■ Source material

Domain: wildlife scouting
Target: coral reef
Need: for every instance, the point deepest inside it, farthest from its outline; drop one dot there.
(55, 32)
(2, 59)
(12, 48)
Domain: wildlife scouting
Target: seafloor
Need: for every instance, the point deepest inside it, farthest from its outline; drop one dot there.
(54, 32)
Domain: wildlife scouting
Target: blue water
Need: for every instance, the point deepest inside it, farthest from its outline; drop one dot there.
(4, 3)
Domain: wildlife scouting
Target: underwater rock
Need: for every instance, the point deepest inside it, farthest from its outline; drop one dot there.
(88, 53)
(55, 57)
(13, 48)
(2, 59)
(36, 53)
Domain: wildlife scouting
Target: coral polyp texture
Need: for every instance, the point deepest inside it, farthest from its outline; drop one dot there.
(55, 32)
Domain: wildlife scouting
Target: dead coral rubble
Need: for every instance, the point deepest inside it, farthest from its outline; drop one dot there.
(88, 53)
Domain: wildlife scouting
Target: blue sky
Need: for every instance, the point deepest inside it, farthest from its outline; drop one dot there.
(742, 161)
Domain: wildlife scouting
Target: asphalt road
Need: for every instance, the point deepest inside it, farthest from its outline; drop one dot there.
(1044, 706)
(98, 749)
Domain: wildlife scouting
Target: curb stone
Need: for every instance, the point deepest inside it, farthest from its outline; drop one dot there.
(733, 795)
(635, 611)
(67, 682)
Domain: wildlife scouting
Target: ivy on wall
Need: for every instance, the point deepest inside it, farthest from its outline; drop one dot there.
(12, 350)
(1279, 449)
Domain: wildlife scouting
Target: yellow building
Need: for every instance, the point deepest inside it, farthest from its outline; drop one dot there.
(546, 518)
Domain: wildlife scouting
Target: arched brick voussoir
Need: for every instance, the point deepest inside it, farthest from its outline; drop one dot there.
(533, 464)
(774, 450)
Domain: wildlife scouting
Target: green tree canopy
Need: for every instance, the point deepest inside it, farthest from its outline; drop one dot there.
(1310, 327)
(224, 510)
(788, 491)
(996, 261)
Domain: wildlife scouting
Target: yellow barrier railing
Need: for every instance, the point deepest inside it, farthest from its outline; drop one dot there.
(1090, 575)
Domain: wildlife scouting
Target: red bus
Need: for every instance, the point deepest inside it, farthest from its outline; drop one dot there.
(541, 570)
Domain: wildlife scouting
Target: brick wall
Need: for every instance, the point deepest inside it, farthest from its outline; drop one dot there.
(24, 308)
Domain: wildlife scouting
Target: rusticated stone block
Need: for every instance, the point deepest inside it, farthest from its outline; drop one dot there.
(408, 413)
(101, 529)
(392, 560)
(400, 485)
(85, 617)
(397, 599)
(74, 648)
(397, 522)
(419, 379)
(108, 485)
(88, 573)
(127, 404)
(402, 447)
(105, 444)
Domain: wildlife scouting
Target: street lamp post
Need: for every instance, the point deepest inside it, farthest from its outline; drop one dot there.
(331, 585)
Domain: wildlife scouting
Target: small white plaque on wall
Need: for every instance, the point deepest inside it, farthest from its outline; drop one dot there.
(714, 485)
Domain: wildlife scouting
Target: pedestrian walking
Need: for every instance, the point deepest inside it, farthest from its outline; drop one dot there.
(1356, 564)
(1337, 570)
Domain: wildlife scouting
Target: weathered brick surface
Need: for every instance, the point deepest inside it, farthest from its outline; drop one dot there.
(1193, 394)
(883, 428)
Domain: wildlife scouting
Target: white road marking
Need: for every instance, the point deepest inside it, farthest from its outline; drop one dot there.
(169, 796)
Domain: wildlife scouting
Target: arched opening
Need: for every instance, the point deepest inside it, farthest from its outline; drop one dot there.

■ Work instructions
Select every line above that contains the string "brick", and reproduce each one in full.

■ Complete answer
Target: arched brick voussoir
Target: brick wall
Target: weathered brick surface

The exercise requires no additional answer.